Excerpt:
==============================

If you read this post, your hair might catch on fire if  you are sensitive to things like ethics, honesty, and responsible stewardship of public money.

Seven years ago, the state superintendent of Indiana was a school choice firebrand named Tony Bennett. There was nothing he wouldn’t do to transfer public money from public schools to charter operators or religious schools. He was briefly riding high–the Thomas B. Fordham Institute named him the “reformiest of all reformers.” But then he came a cropper. An AP reporter unearthed the fact that he raised the grade of a charter school owned by one of his campaign donors. That was too much, even for the corrupt swamp overseen by Indiana Republicans. Bennett was defeated when he ran for re-election.  Bennett promptly became State Commissioner of Florida. That gig lasted only weeks, and he had to resign because of the ethics problem he left behind in Indiana.

One of his decisions during his tenure in Indiana was to hand over three low-performing schools in Indianapolis to the for-profit chain called Charter Schools USA, which is owned by a pal of Jeb Bush. The chain was supposed to “turn” those schools around.

As Indiana blogger Steve Hinnefeld writes, the schools continued to struggle. An extraordinary number of their students decided to homeschool, which boosted the graduation rate of the schools.

Lewis Ferebee, then the superintendent of Indianapolis, now the superintendent in D.C., was happy to work with Charter Schools USA.

Hinnefeld writes:

Charter Schools USA is a for-profit Florida company that operates over 80 schools in six states, according to its website. Its founder and long-time CEO, Jonathan Hage, has played influential roles in Florida Republican politics, including serving on Gov. Ron DeSantis’ education transition team.

Sherry Hage, who is married to Jonathan Hage, is founder and CEO of Noble Education Initiative, the nonprofit that would operate the three Indianapolis schools under a charter issued to ReThink Forward Indiana. There’s also ReThink Forward, a CSUSA arm that’s active in Tennessee; its vice chair is Tony Bennett, the former Indiana superintendent of public instruction.

Noble Education Initiative’s director of educational development and partnerships, Byron Ernest, is on the Indiana State Board of Education. Ernest worked for CSUSA as principal of Emmerich Manual for two years after the state took it over. (He has recused himself from state board decisions about CSUSA).

==============================

Dataset excerpts:

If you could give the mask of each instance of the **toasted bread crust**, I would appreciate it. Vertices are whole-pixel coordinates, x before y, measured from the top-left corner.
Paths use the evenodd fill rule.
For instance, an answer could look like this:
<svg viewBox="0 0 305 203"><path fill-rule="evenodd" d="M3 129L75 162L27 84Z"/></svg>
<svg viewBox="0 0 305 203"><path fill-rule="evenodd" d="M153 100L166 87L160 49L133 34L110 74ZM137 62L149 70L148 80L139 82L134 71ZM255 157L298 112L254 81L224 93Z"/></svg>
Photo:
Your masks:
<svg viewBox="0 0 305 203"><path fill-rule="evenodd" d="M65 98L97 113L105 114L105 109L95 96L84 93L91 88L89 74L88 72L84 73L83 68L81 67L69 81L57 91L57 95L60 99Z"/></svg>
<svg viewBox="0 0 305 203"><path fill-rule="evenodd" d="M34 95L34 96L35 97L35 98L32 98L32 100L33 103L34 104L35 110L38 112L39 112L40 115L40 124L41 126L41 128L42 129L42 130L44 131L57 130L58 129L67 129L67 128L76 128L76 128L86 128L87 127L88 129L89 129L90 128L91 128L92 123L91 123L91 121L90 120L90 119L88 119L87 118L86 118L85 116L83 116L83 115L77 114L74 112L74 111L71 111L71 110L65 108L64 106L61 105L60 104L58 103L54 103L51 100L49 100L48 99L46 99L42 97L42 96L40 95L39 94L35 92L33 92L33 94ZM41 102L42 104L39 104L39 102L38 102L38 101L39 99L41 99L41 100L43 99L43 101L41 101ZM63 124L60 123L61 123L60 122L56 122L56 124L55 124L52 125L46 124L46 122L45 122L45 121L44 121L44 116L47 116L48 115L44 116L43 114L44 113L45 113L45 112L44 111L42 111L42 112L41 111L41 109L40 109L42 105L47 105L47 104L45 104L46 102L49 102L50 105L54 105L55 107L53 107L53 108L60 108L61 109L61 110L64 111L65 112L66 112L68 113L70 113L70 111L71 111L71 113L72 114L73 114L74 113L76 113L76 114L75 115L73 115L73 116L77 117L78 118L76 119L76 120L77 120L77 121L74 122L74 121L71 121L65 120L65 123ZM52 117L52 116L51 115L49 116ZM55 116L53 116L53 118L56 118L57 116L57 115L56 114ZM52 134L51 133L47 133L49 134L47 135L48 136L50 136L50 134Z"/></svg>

==============================

To be done:
1: Rewrite the part of the Charter Schools USA post that opens with the words containing "Charter Schools USA is" and closes with "of public instruction.", swapping "nonprofit" for "not-for-profit".
2: According to the Charter Schools USA post, how many schools does the company operate, and in how many states?
3: Extend the post about Charter Schools USA and the three Indianapolis schools, picking up after its final sentence.

Task answers:
1:
Charter Schools USA is a for-profit Florida company that operates over 80 schools in six states, according to its website. Its founder and long-time CEO, Jonathan Hage, has played influential roles in Florida Republican politics, including serving on Gov. Ron DeSantis’ education transition team.

Sherry Hage, who is married to Jonathan Hage, is founder and CEO of Noble Education Initiative, the not-for-profit that would operate the three Indianapolis schools under a charter issued to ReThink Forward Indiana. There’s also ReThink Forward, a CSUSA arm that’s active in Tennessee; its vice chair is Tony Bennett, the former Indiana superintendent of public instruction.

2: Over 80 schools in six states, according to its website.

3:
‘Turnaround academies’

Schools taken over by the state and turned over to managers like CSUSA are called turnaround academies. But they haven’t turned around quickly. T.C. Howe earned six more consecutive F’s under Indiana’s grading system after being taken over. Emma Donnan earned five F’s, then a C.

That’s despite approximately $22.3 million in federal School Improvement Grants that the State Board of Education has awarded to CSUSA for the schools. In recent years, the board has rejected recommendations from the Indiana Department of Education and its leader, Superintendent of Public Instruction Jennifer McCormick, to give a bigger share to district-run public schools that were struggling.

Charter Schools USA asked the Indiana charter board to turn the three Indianapolis schools into charters that it could add to its chain.

Shockingly, the charter board voted 4-3 NOT to give the schools to Charter Schools USA. 

As Chalkbeat reports,

Indiana Charter School Board denied charters Friday for three Indianapolis turnaround schools — a stunning move that could spell the end to the Florida-based Charter Schools USA’s operations in Indianapolis.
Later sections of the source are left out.